Pull out every line of the records that contains the word "ponytail" and copy each one.

BEGIN Data excerpts

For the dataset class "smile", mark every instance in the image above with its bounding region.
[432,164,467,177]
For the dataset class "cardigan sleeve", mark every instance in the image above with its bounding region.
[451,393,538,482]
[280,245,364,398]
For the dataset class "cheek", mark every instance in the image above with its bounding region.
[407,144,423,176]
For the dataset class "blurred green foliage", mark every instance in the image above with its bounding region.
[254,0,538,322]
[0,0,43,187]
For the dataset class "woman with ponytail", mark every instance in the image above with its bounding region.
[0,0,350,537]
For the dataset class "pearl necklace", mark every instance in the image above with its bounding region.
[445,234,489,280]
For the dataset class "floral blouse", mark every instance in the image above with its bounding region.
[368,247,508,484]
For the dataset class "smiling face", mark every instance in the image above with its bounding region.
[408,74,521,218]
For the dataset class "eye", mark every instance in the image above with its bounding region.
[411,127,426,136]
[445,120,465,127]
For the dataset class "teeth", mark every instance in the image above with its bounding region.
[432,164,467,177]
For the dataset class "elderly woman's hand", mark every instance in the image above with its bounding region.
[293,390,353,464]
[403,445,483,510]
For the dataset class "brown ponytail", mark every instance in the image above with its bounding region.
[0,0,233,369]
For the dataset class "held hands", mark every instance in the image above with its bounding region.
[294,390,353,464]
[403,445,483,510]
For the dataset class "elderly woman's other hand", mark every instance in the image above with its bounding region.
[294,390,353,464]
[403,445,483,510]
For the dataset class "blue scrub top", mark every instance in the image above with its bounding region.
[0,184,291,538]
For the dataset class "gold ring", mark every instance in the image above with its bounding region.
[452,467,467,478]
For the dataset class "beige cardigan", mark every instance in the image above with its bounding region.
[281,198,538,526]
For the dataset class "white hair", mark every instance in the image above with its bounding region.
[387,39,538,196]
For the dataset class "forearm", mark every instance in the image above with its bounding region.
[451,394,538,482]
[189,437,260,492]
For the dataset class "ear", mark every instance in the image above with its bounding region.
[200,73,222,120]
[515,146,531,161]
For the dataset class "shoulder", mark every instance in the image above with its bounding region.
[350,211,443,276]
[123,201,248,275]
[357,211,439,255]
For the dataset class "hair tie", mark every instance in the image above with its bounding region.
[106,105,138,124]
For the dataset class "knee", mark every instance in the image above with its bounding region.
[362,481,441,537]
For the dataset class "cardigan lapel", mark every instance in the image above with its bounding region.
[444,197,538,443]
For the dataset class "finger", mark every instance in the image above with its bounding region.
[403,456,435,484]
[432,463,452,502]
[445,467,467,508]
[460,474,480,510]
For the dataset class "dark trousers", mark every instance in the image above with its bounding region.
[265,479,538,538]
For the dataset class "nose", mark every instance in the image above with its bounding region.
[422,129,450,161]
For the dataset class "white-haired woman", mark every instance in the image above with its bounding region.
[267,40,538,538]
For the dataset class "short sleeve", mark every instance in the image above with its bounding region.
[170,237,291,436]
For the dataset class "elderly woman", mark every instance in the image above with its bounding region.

END Data excerpts

Solved exercise:
For the dataset class "woman with ponytail", mark every instance in the image above with its bounding region.
For the dataset class "brown ponytail", mark every instance in the image above with its bounding region.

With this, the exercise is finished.